**Work order:** Copy every record below exactly.

[Natural-language object grounding data]
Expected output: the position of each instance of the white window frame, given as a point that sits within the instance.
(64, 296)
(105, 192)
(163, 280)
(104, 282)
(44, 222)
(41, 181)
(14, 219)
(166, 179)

**Exercise output:**
Expected output: the position of each instance of the white window frame, given as a point that sits within the instance.
(64, 296)
(105, 192)
(163, 280)
(104, 282)
(44, 222)
(41, 181)
(14, 219)
(166, 179)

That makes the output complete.